Raw data START

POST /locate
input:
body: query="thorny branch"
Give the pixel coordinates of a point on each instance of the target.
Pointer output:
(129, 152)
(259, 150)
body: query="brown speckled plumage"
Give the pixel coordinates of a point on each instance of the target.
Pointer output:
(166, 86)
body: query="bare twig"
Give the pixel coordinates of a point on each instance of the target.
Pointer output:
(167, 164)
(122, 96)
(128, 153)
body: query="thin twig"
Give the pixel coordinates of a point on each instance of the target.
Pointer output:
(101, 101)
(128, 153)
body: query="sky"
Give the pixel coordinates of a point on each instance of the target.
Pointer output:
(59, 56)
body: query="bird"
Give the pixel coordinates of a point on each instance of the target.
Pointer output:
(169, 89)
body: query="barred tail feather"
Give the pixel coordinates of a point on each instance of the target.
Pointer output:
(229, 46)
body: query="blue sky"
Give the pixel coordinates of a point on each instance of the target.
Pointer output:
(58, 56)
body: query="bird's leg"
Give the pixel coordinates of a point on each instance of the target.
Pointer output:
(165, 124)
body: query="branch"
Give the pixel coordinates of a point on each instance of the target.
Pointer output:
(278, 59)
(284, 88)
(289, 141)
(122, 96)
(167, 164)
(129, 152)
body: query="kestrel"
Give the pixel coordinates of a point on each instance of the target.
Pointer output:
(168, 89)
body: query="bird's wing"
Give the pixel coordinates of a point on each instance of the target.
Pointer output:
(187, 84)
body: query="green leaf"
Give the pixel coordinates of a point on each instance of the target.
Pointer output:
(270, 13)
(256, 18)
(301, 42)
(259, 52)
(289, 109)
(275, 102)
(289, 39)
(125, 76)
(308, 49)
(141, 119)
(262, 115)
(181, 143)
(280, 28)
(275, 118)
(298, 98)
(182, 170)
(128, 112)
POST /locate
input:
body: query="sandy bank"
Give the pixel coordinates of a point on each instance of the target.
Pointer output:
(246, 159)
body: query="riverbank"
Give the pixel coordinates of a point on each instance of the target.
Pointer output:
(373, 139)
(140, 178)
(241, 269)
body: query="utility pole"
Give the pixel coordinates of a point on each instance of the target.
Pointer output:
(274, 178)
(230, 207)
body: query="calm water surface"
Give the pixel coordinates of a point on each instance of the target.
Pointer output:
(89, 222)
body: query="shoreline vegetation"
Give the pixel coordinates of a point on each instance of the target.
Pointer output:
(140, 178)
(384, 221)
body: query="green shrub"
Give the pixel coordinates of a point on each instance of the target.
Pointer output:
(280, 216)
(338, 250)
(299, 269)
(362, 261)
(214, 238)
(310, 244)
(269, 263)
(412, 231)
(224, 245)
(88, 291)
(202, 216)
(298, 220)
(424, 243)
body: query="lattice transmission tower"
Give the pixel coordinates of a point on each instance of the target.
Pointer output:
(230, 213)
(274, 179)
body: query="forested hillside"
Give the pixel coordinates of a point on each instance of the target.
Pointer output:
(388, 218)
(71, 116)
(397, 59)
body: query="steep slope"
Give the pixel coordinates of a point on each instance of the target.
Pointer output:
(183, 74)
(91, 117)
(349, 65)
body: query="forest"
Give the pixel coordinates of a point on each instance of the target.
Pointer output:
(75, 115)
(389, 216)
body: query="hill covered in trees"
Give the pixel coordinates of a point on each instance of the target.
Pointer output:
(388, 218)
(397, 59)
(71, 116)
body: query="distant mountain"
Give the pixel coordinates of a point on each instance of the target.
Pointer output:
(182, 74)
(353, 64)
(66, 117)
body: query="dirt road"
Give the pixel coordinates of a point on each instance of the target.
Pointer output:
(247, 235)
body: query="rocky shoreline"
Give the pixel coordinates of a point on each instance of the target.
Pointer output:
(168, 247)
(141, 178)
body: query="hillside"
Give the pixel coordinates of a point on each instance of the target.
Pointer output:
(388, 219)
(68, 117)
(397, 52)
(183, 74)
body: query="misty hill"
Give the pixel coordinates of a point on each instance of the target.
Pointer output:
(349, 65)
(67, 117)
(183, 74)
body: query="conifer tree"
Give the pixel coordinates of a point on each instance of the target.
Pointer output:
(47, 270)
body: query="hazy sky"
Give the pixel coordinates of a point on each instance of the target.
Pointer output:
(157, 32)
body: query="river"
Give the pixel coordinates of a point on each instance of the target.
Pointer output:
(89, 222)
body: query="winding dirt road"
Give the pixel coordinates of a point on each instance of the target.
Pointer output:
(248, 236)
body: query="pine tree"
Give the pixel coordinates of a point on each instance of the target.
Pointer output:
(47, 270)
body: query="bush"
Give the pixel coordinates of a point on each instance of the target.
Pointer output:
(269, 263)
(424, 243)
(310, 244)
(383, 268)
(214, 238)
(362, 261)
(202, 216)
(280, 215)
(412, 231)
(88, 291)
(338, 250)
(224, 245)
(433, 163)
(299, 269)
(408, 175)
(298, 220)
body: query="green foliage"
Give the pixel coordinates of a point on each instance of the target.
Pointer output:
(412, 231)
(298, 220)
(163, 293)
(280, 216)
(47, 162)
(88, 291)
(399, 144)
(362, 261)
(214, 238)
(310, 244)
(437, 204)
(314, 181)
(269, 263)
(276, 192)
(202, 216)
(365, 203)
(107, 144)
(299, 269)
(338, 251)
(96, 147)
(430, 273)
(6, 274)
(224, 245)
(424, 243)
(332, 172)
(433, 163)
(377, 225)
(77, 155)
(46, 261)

Raw data END

Your task is an exact transcription of every line above.

POST /locate
input:
body: query="thorny branch"
Give the pixel coordinates of a point on each instance of the target.
Pointer output:
(129, 152)
(259, 150)
body: query="brown speckled plumage"
Give the pixel coordinates of a point on each instance of the target.
Pointer output:
(166, 86)
body: query="bare twig"
Give the pixel coordinates of a point on each instance of the target.
Pointer output:
(167, 164)
(122, 96)
(128, 153)
body: query="thin twig"
Give the pixel coordinates of a point on each instance of the target.
Pointer output:
(101, 101)
(128, 153)
body: query="sky"
Give the pixel coordinates of a point on each instance of the target.
Pointer output:
(59, 56)
body: query="bird"
Give the pixel coordinates of a point on each instance of the target.
Pointer output:
(169, 89)
body: query="barred tail feather"
Give the pixel coordinates of a point on each instance of the target.
Pointer output:
(229, 46)
body: query="blue sky"
Give the pixel coordinates of a point on each instance of the target.
Pointer output:
(58, 56)
body: query="bird's leg"
Give the pixel coordinates of a point on each instance of the target.
Pointer output:
(165, 124)
body: query="branch"
Give the pixel coordinates of a point on each instance of the target.
Pointer output:
(278, 59)
(284, 88)
(289, 141)
(122, 96)
(167, 164)
(129, 152)
body: query="kestrel"
Give the pixel coordinates of a point on each instance of the target.
Pointer output:
(168, 89)
body: query="bird's wing"
Give the pixel coordinates of a point on each instance of the target.
Pointer output:
(187, 84)
body: query="green leaf"
Give the pixel coordinates of a point on each instance of the target.
Pointer output:
(270, 13)
(256, 18)
(301, 42)
(259, 52)
(289, 109)
(275, 102)
(289, 39)
(125, 76)
(308, 49)
(141, 119)
(262, 115)
(181, 143)
(280, 28)
(275, 118)
(298, 98)
(182, 170)
(128, 112)
POST /locate
input:
body: query="sandy bank"
Give the pixel coordinates of a point on each instance of the target.
Pointer output:
(246, 159)
body: query="riverbank"
Give the pixel coordinates of a point on each instance of the target.
Pointer output:
(373, 139)
(140, 178)
(241, 269)
body: query="utility pole"
Give the pixel coordinates of a point on each instance of the target.
Pointer output:
(274, 178)
(230, 207)
body: query="calm water surface"
Give the pixel coordinates of a point on each instance of the target.
Pointer output:
(89, 222)
body: query="shoreline vegetation"
Give the pixel coordinates of a point on each instance of the target.
Pointer output:
(140, 178)
(384, 221)
body: query="green shrub"
Give the pixel coordinates of a point on each instance of the target.
Pointer output:
(280, 216)
(338, 250)
(299, 269)
(362, 261)
(214, 238)
(310, 244)
(269, 263)
(412, 231)
(224, 245)
(88, 291)
(202, 216)
(298, 220)
(424, 243)
body: query="lattice transmission tower"
Give the pixel coordinates of a point on each instance of the target.
Pointer output:
(230, 213)
(274, 179)
body: query="forested hillside"
Give the pixel coordinates of a point on each instance of the target.
Pointer output:
(388, 218)
(71, 116)
(397, 59)
body: query="steep slope"
Give the pixel coordinates of a point on each instance of the target.
Pointer output:
(183, 74)
(91, 117)
(349, 65)
body: query="forest"
Give the pixel coordinates of a point on each instance of the target.
Pointer output:
(75, 115)
(389, 216)
body: query="hill covered in trees"
Give the pixel coordinates of a point on each instance of the target.
Pointer output:
(388, 218)
(397, 59)
(71, 116)
body: query="distant mountain"
Give the pixel coordinates of a point on each instance of the target.
Pointer output:
(182, 74)
(353, 64)
(66, 117)
body: query="dirt road"
Give the pixel coordinates of a point on each instance of the target.
Pointer output:
(247, 235)
body: query="rocky shoreline"
Give the pixel coordinates of a point on each instance of the target.
Pointer output:
(168, 247)
(141, 178)
body: query="hillside"
Give the pixel coordinates of a point on each instance of the target.
Pointer output:
(388, 219)
(68, 117)
(397, 52)
(183, 74)
body: query="misty hill"
Give the pixel coordinates of a point on each instance of the target.
Pointer output:
(349, 65)
(67, 117)
(183, 74)
body: query="conifer tree"
Give the pixel coordinates of a point on each instance of the target.
Pointer output:
(47, 270)
body: query="hazy sky"
Give the pixel coordinates of a point on each instance of the target.
Pointer output:
(157, 32)
body: query="river"
Give the pixel coordinates of a point on each instance of the target.
Pointer output:
(89, 222)
body: query="winding dirt road"
Give the pixel coordinates of a point on each instance of the target.
Pointer output:
(248, 236)
body: query="pine tree"
Give the pixel coordinates of a point on each instance of the target.
Pointer output:
(47, 270)
body: query="bush"
Give the pixel coordinates of a point on each instance of the target.
Pointer output:
(269, 263)
(424, 243)
(310, 244)
(383, 268)
(214, 238)
(362, 261)
(202, 216)
(280, 215)
(412, 231)
(88, 291)
(338, 250)
(224, 245)
(433, 163)
(299, 269)
(408, 175)
(298, 220)
body: query="green foliage"
Give the pixel coordinates of a point on each instance of the target.
Pointer output:
(412, 231)
(298, 220)
(163, 293)
(280, 216)
(47, 162)
(88, 291)
(399, 144)
(362, 261)
(214, 238)
(310, 244)
(437, 204)
(314, 181)
(269, 263)
(276, 192)
(202, 216)
(365, 203)
(107, 144)
(299, 269)
(338, 251)
(96, 147)
(430, 273)
(6, 274)
(224, 245)
(424, 243)
(332, 172)
(433, 163)
(377, 225)
(77, 155)
(46, 261)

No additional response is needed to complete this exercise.